Exercise objective:
Please go through the records below and return every line holding the word "woman".

Material supplied section start

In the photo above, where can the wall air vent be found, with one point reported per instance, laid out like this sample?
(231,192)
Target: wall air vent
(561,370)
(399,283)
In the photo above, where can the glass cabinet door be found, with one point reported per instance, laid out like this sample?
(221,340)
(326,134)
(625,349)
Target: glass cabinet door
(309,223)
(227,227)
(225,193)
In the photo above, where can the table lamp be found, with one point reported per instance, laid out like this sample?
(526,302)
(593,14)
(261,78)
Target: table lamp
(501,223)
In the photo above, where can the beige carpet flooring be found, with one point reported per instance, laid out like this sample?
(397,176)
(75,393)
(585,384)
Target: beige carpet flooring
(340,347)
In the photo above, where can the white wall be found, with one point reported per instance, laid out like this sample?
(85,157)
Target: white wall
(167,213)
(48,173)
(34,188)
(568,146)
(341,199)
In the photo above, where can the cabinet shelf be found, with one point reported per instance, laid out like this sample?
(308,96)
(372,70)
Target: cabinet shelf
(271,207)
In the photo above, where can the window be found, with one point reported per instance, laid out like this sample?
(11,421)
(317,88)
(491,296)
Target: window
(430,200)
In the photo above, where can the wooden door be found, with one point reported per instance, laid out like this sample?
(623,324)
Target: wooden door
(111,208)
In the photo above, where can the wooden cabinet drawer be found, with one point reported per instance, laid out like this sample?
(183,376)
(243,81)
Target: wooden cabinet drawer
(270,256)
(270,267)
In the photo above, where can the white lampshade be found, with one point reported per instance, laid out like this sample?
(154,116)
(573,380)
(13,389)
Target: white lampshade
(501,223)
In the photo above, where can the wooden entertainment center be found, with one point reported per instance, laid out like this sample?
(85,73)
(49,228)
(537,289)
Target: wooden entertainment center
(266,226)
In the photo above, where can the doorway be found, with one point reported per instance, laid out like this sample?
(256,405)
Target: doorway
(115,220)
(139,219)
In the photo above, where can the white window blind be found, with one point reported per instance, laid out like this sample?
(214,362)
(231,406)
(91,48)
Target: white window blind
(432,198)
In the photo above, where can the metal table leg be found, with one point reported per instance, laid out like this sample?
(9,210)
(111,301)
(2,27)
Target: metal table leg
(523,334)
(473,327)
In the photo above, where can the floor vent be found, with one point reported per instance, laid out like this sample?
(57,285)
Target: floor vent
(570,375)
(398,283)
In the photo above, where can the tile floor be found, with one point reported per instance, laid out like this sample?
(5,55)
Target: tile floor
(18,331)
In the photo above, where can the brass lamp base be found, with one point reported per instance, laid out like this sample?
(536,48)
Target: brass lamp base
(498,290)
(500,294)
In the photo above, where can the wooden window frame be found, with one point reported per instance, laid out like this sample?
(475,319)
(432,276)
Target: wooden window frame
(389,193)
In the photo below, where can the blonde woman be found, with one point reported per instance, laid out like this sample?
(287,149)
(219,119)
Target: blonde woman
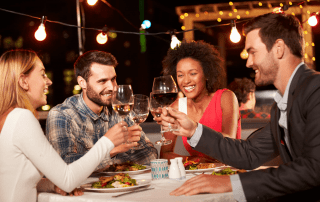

Material supplied section end

Problem solution:
In the photo below, where can the blonde woman be found, with one point reported per instance, laid out like this sample?
Target: blonde woman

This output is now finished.